===== TEXTAUSZUG =====

In dieser Meldung stecken gleich mehrere Erzählungen über dieses Land, in dem Asylfolgeanträge wegen mangelnder Glasfaserkabel per Fax in Behördenflure übertragen werden, in denen sie dann offenbar nicht mehr auftauchen. Das war aber nicht die einzige erstaunliche behördliche Fehlleistung der vergangenen Wochen in der Bundesrepublik, die im Rest der Welt als zuverlässig und rechtssicher gilt. Zuvor waren bereits ein Afghane sowie ein Tunesier illegalerweise in ihre Heimatländer abgeschoben worden. Der Anwalt des Uiguren will den Mann nun zurückholen lassen, aber das erscheint wenig aussichtsreich.
Ich empfehle Ihnen dazu auch die Reportage unseres China-Korrespondenten Bernhard Zand : Er beschreibt, dass das Regime mit modernsten Methoden einen perfekten Überwachungsstaat errichtet, um die uigurische Minderheit zu kontrollieren - dass in diesem furchteinflößenden System Faxe verloren gehen, ist eher nicht anzunehmen.

===== AUFLISTUNG =====

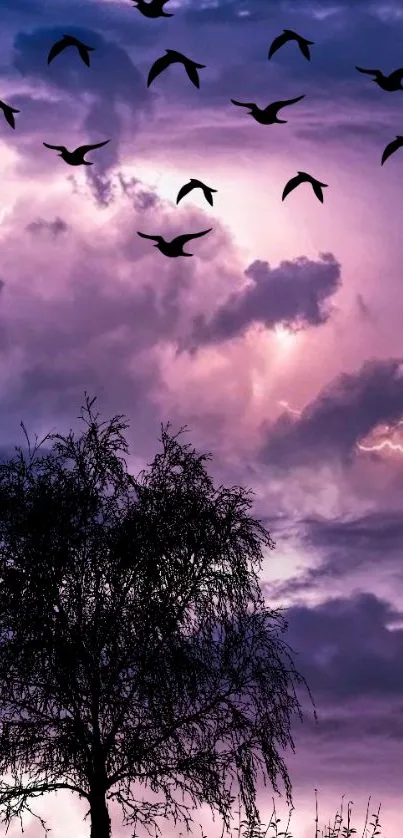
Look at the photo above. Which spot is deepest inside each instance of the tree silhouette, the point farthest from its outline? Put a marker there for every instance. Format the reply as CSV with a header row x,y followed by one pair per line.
x,y
134,637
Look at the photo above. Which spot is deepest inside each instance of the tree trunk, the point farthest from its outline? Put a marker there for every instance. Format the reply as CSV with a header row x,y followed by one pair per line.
x,y
100,820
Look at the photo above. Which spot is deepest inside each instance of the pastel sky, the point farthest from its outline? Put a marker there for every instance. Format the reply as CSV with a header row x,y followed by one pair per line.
x,y
279,344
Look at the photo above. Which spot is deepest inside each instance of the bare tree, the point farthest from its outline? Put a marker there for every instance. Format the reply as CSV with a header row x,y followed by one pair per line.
x,y
135,642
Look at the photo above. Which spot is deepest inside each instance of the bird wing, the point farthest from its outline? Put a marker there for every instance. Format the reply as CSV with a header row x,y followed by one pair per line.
x,y
243,104
9,113
181,240
83,53
295,181
184,191
84,148
208,193
289,101
391,148
317,188
192,72
278,42
159,66
56,147
58,47
144,236
303,45
370,72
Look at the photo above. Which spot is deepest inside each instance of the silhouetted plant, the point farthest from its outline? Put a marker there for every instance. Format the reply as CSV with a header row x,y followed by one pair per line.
x,y
135,638
256,831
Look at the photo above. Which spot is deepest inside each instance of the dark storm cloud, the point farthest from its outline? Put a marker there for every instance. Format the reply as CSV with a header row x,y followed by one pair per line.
x,y
295,293
343,413
345,649
55,227
345,547
110,82
373,533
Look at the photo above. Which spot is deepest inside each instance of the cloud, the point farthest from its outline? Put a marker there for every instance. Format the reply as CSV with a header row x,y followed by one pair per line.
x,y
345,650
295,294
55,227
343,413
98,92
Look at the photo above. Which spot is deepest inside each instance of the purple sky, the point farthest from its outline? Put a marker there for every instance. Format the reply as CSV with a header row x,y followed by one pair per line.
x,y
280,344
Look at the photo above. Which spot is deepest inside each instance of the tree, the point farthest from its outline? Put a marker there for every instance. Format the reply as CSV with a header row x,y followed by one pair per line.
x,y
135,641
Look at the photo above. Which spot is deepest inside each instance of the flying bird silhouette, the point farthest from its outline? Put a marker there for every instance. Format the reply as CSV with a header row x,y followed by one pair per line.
x,y
174,247
391,82
289,35
267,116
172,57
196,184
302,177
155,8
392,147
76,157
70,41
9,113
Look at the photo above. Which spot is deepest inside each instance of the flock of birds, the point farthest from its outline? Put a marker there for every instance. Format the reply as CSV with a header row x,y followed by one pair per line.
x,y
264,116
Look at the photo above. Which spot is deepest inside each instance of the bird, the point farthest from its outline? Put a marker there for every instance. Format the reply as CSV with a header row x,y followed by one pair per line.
x,y
9,113
267,116
196,184
391,82
289,35
171,57
152,9
303,177
392,147
76,157
175,246
70,41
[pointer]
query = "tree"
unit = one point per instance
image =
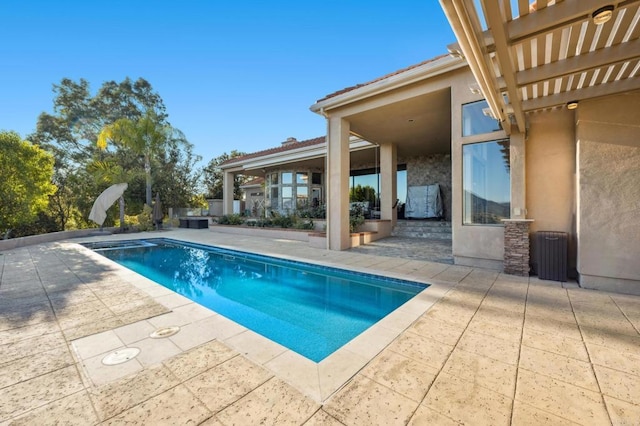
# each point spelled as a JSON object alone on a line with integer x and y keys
{"x": 144, "y": 136}
{"x": 71, "y": 131}
{"x": 213, "y": 177}
{"x": 25, "y": 173}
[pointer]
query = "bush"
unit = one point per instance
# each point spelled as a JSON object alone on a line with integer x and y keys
{"x": 303, "y": 224}
{"x": 356, "y": 217}
{"x": 230, "y": 219}
{"x": 145, "y": 222}
{"x": 318, "y": 212}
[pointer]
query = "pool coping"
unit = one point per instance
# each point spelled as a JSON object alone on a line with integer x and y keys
{"x": 318, "y": 381}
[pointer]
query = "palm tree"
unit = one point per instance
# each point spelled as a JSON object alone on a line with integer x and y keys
{"x": 144, "y": 136}
{"x": 109, "y": 173}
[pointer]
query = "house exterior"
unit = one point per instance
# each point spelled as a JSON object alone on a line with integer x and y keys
{"x": 494, "y": 123}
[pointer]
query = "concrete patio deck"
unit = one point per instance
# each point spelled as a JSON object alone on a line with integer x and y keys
{"x": 479, "y": 347}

=====

» **AUFGABEN**
1. Nenne alle Herkunftsbezeichnungen, mit denen der Textauszug einzelne Personen bezeichnet.
2. Zieh aus der Auflistung jede Zeile heraus, in der die Zeichenfolge "query" steht.

» **LÖSUNGEN**
1. Afghane, Tunesier, Uigure

2.
query = "tree"
query = "bush"
query = "pool coping"
query = "palm tree"
query = "house exterior"
query = "concrete patio deck"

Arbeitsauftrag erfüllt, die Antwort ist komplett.